**What is needed**:
Transcribe the records below exactly, leaving out any pictures.

**Dataset excerpts**:
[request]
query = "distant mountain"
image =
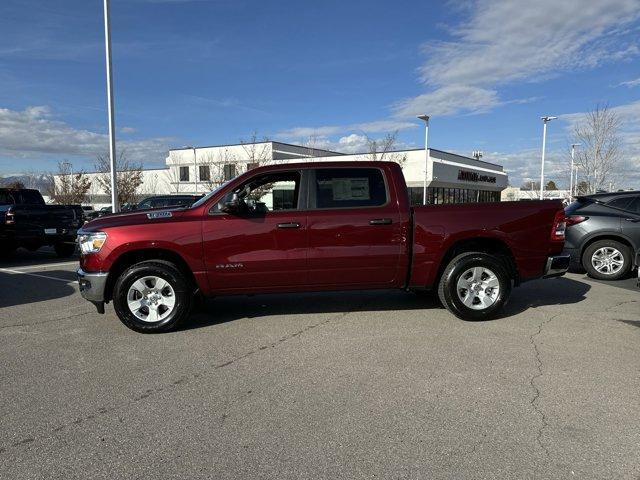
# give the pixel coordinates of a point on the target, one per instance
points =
(37, 181)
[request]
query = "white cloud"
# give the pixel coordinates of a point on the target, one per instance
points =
(630, 83)
(503, 42)
(449, 100)
(34, 132)
(379, 126)
(525, 165)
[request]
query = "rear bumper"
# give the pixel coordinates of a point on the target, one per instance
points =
(557, 265)
(92, 285)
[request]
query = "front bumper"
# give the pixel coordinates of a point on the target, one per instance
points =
(557, 265)
(92, 286)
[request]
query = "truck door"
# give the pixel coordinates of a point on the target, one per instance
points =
(355, 229)
(263, 247)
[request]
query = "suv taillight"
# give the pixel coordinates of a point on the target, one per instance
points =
(9, 218)
(559, 227)
(575, 219)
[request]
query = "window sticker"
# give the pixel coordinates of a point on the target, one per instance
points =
(351, 189)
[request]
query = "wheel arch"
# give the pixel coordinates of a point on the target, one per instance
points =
(132, 257)
(618, 237)
(488, 245)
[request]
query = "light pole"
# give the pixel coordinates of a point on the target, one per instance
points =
(195, 170)
(425, 118)
(115, 206)
(571, 183)
(545, 120)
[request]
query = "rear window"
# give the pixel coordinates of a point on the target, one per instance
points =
(350, 187)
(620, 202)
(573, 207)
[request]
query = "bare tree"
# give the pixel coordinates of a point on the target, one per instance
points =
(67, 186)
(382, 149)
(257, 152)
(599, 152)
(128, 177)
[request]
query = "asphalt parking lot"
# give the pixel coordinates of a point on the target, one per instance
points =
(332, 385)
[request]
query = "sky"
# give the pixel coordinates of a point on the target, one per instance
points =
(208, 72)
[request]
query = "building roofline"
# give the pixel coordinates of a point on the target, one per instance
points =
(250, 143)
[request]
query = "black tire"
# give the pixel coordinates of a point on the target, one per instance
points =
(64, 250)
(7, 249)
(182, 288)
(623, 250)
(447, 287)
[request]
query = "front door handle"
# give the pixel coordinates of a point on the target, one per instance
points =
(380, 221)
(289, 225)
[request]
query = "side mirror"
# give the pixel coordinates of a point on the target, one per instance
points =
(233, 206)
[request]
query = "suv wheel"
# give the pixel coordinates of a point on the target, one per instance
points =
(475, 286)
(607, 260)
(152, 296)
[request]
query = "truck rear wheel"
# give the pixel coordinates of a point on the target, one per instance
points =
(152, 296)
(475, 286)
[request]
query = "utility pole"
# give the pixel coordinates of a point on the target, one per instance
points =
(571, 182)
(115, 206)
(545, 120)
(425, 118)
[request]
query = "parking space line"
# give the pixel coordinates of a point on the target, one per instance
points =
(45, 265)
(18, 272)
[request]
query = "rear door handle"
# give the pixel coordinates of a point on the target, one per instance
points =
(289, 225)
(380, 221)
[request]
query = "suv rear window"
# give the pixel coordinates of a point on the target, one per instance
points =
(620, 202)
(350, 187)
(581, 202)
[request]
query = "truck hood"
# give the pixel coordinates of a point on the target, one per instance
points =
(137, 217)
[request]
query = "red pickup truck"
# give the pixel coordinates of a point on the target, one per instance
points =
(316, 226)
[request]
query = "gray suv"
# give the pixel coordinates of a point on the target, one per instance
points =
(603, 233)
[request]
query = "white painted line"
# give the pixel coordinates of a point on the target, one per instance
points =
(18, 272)
(45, 265)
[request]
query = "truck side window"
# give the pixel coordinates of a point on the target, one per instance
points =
(350, 187)
(268, 193)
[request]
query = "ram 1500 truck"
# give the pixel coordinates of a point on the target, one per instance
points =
(27, 221)
(316, 226)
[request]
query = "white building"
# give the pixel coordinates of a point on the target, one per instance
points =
(451, 178)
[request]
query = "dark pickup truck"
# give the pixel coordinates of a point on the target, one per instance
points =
(316, 226)
(27, 221)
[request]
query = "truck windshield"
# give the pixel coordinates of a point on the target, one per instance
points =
(210, 194)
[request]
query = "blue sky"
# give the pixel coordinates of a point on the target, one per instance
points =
(328, 72)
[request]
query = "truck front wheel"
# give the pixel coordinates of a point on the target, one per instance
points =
(152, 296)
(475, 286)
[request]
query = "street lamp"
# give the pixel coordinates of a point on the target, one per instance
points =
(425, 118)
(195, 170)
(115, 206)
(571, 182)
(545, 120)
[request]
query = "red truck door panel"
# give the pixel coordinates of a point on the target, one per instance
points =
(264, 248)
(355, 231)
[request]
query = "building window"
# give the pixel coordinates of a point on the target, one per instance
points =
(205, 174)
(229, 171)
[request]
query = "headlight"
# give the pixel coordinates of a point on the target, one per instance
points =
(91, 242)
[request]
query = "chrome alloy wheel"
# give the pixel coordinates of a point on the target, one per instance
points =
(151, 299)
(607, 260)
(478, 288)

**Answer for the task**:
[request]
query = "distant mountain"
image =
# give the pixel coordinates of a point on the target, one per instance
points =
(37, 181)
[request]
query = "white cloud"
# give the pixel coordinates of a point on the target, one per instance
points =
(630, 83)
(503, 42)
(449, 100)
(34, 132)
(379, 126)
(525, 165)
[request]
query = "rear bumper"
# give the pixel coordinates of a point on the target, one per instance
points =
(557, 265)
(92, 285)
[request]
query = "front bumper"
# give the pixel coordinates of a point on the target, one per instance
points =
(557, 265)
(92, 286)
[request]
query = "truck door"
# give the pixel coordinates of a point on the target, one per instance
points =
(355, 229)
(263, 247)
[request]
query = "suv taillight"
# give the pixel coordinates of a point on the target, one per instance
points =
(9, 218)
(559, 227)
(575, 219)
[request]
query = "window sticker"
# give the pixel coordinates of a point on the target, one per instance
points =
(351, 189)
[request]
query = "wheel arch"
# give the pixel coordinates of a point on the target, one per instance
points =
(132, 257)
(618, 237)
(488, 245)
[request]
query = "light pole"
# give the pixel coordinates of a point on the target, one per instance
points =
(195, 170)
(425, 118)
(115, 206)
(571, 183)
(545, 120)
[request]
query = "rear window"
# give the pixel coordinates of a point on the target, one per instance
points =
(350, 187)
(620, 202)
(573, 207)
[request]
query = "bare tree"
# give the pixel coordinates of a point on the target, one per instance
points =
(67, 186)
(382, 149)
(257, 152)
(599, 152)
(128, 177)
[request]
query = "asphalt parking lot"
# give the pixel coordinates of a point on the target, one per instance
points =
(332, 385)
[request]
query = "sky"
# give the pixel coordinates of a point on the target, one per instance
points =
(208, 72)
[request]
query = "building roofline"
# give the pixel coordinates of a point on the target, one per instance
points =
(250, 143)
[request]
query = "black tire"
# give the pixel coordinates of a point on the target, one per instance
points =
(64, 250)
(7, 249)
(182, 288)
(623, 250)
(447, 287)
[request]
query = "front door handle"
# give the pixel coordinates of a point on the target, one per instance
points =
(380, 221)
(289, 225)
[request]
query = "side mirror"
# give the pixel coordinates of a point on the target, one per instance
points =
(233, 206)
[request]
query = "suv wheel"
# give the pixel coordinates of a point on the target, one per instance
points =
(475, 286)
(607, 260)
(152, 296)
[request]
query = "truck rear wheel"
# give the pixel coordinates of a point on the target, one per instance
points =
(152, 296)
(475, 286)
[request]
query = "utility pole"
# give the pixel coordinates of a point on the target, one per instance
points =
(571, 182)
(115, 206)
(545, 120)
(425, 118)
[request]
query = "parking space line"
# give the pixel coordinates of a point on the target, one per instance
points =
(45, 265)
(18, 272)
[request]
query = "rear door handle"
# give the pixel coordinates of a point on the target, one per instance
points =
(289, 225)
(380, 221)
[request]
query = "suv rear window"
# give the pixel coordinates of a point on the target, one per instance
points =
(620, 202)
(350, 187)
(581, 202)
[request]
query = "truck hood"
# give the pixel coordinates of a point on the target, one per instance
points =
(137, 217)
[request]
query = "red pickup truck"
# give the pixel coordinates of a point on the target, one per instance
points =
(316, 226)
[request]
query = "gray suv"
# give the pixel coordinates of a point on the target, one per instance
points =
(603, 233)
[request]
query = "white painted line"
# give the pixel coordinates of a point on the target, one per instance
points =
(18, 272)
(45, 265)
[request]
query = "truck side window"
# give the pixel coordinates of a point on the target, one per instance
points =
(350, 187)
(268, 193)
[request]
query = "ram 1500 truck"
# give the pixel coordinates of a point on the target, one per instance
points =
(27, 221)
(316, 226)
[request]
query = "white building"
# give the pixel coordinates of a point on the target, one per instance
points =
(451, 178)
[request]
query = "dark pickup truck"
# give the pixel coordinates of a point on the target, one per instance
points =
(316, 226)
(27, 221)
[request]
query = "truck windshield"
# give the pixel coordinates of a point on the target, one per instance
points =
(210, 194)
[request]
query = "blue sky"
# give the pixel coordinates of a point on the target, one per instance
points =
(328, 72)
[request]
query = "truck front wheel"
# give the pixel coordinates of a point on the target, one per instance
points =
(152, 296)
(475, 286)
[request]
query = "street lamp"
# give the pixel coordinates of a point on the target, one per instance
points =
(425, 118)
(195, 170)
(115, 206)
(571, 182)
(545, 120)
[request]
query = "red truck door panel"
# give the pixel coordinates of a point on the target, one per instance
points =
(264, 248)
(355, 231)
[request]
query = "building window"
# give the pixel coordinates of a point on the target, one per instance
points =
(205, 174)
(229, 171)
[request]
query = "headlight"
# give the pixel coordinates of a point on the target, one per instance
points =
(91, 242)
[request]
query = "chrome alloy wheel"
# give the pixel coordinates of a point on the target, one per instance
points =
(151, 299)
(607, 260)
(478, 288)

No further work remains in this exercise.